GIVEN INSTRUCTION
Rewrite everything from the start of the records down to the line containing "x=226, y=173", putting "egret's" wherever "heron's" appears and leaving all else unchanged.

GIVEN ENTRIES
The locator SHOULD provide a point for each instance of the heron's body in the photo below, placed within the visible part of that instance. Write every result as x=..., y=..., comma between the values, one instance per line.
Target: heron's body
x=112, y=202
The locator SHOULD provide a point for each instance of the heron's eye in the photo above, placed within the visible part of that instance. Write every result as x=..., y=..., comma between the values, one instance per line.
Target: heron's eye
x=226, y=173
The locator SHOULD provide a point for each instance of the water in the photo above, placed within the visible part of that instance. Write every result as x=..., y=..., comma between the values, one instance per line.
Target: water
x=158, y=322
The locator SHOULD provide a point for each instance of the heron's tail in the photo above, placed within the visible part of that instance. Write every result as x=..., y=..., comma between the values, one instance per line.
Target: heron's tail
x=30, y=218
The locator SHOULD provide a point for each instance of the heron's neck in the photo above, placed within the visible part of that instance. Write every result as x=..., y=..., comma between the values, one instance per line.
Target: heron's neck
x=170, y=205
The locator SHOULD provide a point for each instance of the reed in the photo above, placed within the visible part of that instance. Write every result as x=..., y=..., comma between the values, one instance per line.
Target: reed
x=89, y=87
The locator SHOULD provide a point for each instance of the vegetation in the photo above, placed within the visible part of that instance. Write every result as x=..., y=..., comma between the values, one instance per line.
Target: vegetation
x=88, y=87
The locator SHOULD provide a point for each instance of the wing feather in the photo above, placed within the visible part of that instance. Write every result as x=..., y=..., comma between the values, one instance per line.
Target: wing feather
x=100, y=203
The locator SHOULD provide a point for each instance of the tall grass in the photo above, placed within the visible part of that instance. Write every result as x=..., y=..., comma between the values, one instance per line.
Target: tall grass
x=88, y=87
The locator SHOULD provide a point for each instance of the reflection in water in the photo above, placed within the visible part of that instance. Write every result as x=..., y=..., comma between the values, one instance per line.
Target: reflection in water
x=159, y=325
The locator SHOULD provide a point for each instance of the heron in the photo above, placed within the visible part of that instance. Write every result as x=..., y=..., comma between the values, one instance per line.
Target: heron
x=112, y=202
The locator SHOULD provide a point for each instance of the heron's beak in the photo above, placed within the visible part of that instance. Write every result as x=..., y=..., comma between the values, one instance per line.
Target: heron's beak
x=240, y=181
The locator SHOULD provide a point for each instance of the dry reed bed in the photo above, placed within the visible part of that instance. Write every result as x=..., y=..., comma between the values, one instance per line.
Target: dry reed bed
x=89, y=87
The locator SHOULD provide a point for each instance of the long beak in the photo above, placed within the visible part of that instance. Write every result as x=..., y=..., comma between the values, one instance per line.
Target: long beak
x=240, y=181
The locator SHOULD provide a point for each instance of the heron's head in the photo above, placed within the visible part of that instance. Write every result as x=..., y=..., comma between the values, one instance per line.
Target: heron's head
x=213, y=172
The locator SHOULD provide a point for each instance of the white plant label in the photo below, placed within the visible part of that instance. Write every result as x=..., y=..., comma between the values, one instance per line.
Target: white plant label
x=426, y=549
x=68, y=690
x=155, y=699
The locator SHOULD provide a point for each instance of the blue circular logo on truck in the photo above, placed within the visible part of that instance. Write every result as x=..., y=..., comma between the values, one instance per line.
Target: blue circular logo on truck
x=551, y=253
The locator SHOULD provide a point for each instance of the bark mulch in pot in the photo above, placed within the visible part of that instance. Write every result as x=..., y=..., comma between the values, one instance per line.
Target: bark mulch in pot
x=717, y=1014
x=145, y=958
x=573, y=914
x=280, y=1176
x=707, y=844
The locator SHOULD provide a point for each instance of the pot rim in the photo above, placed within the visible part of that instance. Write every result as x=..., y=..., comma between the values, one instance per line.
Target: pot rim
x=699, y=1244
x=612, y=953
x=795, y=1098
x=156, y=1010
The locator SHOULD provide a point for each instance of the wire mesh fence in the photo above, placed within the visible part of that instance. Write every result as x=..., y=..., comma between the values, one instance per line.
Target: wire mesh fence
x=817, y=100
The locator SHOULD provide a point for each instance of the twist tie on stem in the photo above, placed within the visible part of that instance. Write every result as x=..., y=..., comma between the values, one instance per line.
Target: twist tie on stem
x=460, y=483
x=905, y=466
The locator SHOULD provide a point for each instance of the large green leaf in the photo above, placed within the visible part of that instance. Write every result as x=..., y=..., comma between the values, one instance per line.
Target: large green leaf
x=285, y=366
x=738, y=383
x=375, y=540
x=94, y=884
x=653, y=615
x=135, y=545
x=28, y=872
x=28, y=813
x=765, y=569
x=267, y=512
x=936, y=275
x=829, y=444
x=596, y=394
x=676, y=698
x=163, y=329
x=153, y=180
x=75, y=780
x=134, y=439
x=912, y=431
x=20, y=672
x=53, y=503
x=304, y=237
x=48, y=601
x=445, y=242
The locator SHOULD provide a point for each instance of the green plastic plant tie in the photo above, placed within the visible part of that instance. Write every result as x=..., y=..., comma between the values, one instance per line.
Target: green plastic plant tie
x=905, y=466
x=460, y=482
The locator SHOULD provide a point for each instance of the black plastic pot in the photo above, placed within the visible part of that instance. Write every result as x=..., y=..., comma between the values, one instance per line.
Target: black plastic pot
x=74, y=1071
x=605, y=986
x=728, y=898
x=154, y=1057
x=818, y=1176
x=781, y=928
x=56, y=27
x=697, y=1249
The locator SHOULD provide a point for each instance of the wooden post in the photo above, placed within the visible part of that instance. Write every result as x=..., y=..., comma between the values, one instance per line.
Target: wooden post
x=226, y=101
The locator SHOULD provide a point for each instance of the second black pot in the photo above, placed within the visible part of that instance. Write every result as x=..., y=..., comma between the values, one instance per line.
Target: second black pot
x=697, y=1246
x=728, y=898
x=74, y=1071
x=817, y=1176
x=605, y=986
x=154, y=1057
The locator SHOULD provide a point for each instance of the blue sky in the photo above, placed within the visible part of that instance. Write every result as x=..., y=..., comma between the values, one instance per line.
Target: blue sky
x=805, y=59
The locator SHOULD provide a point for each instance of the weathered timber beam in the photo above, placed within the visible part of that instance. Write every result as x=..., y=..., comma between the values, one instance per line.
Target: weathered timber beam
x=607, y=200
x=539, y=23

ANSWER FOR THIS EXERCISE
The locator SHOULD provide a point for each instance of the egret's body in the photo below, placed within the visible part of that instance. Write every result as x=..., y=..., comma between the values, one instance per line.
Target: egret's body
x=112, y=202
The locator SHOULD provide a point for each instance of the egret's eye in the photo above, placed within the visible part of that instance. Write every result as x=..., y=..., comma between the values, one instance per line.
Target: egret's eye
x=226, y=173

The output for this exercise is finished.